=== Begin Enclosure ===
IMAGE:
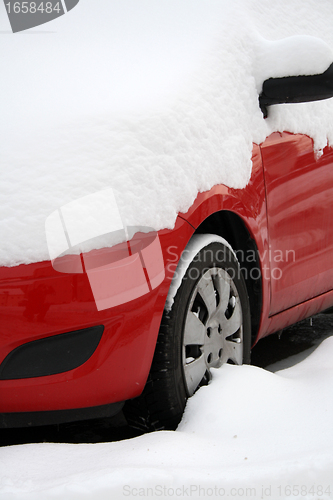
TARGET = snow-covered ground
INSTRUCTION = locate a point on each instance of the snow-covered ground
(157, 100)
(251, 433)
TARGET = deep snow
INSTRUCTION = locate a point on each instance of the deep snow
(155, 100)
(249, 434)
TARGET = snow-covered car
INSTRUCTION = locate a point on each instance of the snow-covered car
(164, 229)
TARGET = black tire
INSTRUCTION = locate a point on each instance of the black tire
(207, 325)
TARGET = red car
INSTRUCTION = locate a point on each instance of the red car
(142, 323)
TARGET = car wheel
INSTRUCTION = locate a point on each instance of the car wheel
(206, 324)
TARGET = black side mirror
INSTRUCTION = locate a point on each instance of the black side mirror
(293, 89)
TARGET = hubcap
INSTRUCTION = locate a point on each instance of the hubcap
(213, 332)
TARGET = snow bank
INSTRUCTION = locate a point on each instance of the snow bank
(156, 100)
(250, 433)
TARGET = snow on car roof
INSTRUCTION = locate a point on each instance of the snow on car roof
(156, 100)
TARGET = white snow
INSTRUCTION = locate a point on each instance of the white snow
(249, 434)
(197, 242)
(154, 100)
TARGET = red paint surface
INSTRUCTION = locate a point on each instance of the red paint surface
(37, 301)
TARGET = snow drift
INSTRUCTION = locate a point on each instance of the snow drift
(249, 434)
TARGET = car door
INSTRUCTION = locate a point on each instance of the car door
(299, 193)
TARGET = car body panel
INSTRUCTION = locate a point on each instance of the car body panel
(299, 190)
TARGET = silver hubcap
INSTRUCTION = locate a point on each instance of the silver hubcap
(213, 332)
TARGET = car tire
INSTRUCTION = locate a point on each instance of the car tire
(206, 323)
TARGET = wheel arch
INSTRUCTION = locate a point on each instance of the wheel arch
(231, 227)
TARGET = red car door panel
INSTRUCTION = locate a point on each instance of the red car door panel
(299, 189)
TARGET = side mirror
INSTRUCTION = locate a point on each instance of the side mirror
(293, 89)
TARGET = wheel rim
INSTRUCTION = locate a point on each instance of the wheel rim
(213, 331)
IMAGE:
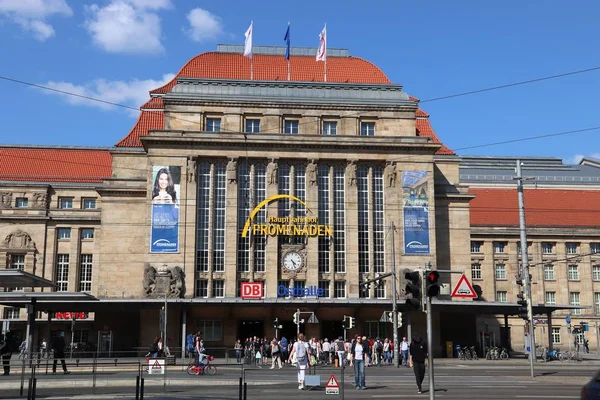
=== End Enclosure ===
* TASK DIRECTIONS:
Referring to the material above, set down exactly the lines between the line with "INSTRUCTION = locate a point on each instance of the silver" and the line with "TARGET = wheel rim", inclusive, and no other lines.

* SOLUTION TO THE EXERCISE:
INSTRUCTION = locate a point on each instance of the silver hubcap
(213, 332)
TARGET = car tire
INSTRUCTION = locate a point on each instance of the car tire
(206, 323)
TARGET = wheel arch
INSTRUCTION = locate a point on each instance of the wheel arch
(231, 227)
TARGET = red car door panel
INSTRUCTION = locate a point on each instance of the red car door panel
(299, 189)
TARGET = side mirror
INSTRUCTION = locate a point on each instance of the side mirror
(293, 89)
TARGET = wheel rim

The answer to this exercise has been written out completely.